AVAILABLE RECORDS:
┄┄┄┄┄┄

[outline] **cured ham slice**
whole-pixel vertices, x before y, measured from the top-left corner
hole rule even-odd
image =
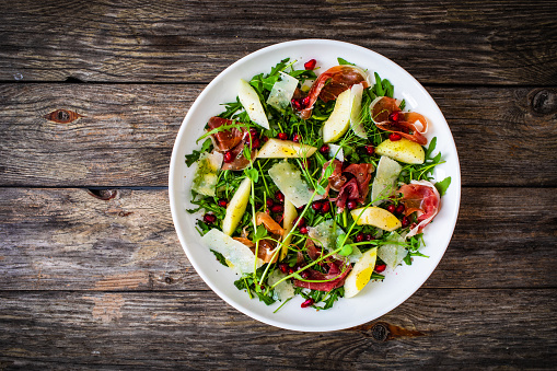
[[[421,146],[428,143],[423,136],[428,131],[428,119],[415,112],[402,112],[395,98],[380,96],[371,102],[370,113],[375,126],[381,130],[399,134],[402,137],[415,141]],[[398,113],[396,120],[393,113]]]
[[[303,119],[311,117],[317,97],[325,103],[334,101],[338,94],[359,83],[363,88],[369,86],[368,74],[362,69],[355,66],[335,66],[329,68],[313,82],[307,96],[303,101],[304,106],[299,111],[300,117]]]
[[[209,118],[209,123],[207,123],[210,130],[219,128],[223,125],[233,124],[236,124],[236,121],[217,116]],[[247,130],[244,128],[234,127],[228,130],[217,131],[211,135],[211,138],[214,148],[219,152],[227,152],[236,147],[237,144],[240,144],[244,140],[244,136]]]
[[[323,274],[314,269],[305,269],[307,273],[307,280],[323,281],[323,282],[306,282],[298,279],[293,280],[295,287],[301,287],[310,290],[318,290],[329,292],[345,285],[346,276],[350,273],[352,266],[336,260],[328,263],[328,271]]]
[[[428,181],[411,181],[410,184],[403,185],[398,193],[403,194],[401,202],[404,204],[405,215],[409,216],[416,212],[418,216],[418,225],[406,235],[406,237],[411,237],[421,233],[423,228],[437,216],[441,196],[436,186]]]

┄┄┄┄┄┄

WHAT TO PRODUCE: Please copy the listing above word for word, omitting the picture.

EXERCISE RESPONSE:
[outline] **cured ham slice**
whole-pixel vertices, x before y, measured from the top-left corner
hole rule even-odd
image =
[[[421,146],[428,143],[423,136],[428,131],[428,119],[415,112],[402,112],[395,98],[380,96],[371,102],[370,113],[375,126],[381,130],[399,134],[402,137],[415,141]],[[398,113],[396,120],[393,113]]]
[[[303,119],[311,117],[317,97],[325,103],[334,101],[338,94],[359,83],[363,88],[369,86],[368,74],[362,69],[355,66],[335,66],[329,68],[313,82],[307,96],[303,101],[304,106],[299,111],[300,117]]]
[[[209,118],[209,123],[207,123],[210,130],[219,128],[223,125],[233,124],[236,124],[236,121],[217,116]],[[247,130],[244,128],[234,127],[228,130],[217,131],[211,135],[211,138],[214,148],[219,152],[227,152],[236,147],[237,144],[240,144],[244,140],[244,136]]]
[[[323,274],[314,269],[305,269],[307,273],[307,280],[323,281],[323,282],[306,282],[298,279],[293,280],[295,287],[301,287],[310,290],[318,290],[329,292],[345,285],[346,276],[350,273],[352,266],[336,260],[328,263],[328,271]]]
[[[428,181],[411,181],[410,184],[403,185],[398,193],[403,194],[401,202],[404,204],[405,215],[409,216],[416,212],[418,216],[418,225],[406,235],[406,237],[411,237],[421,233],[423,228],[437,216],[441,196],[436,186]]]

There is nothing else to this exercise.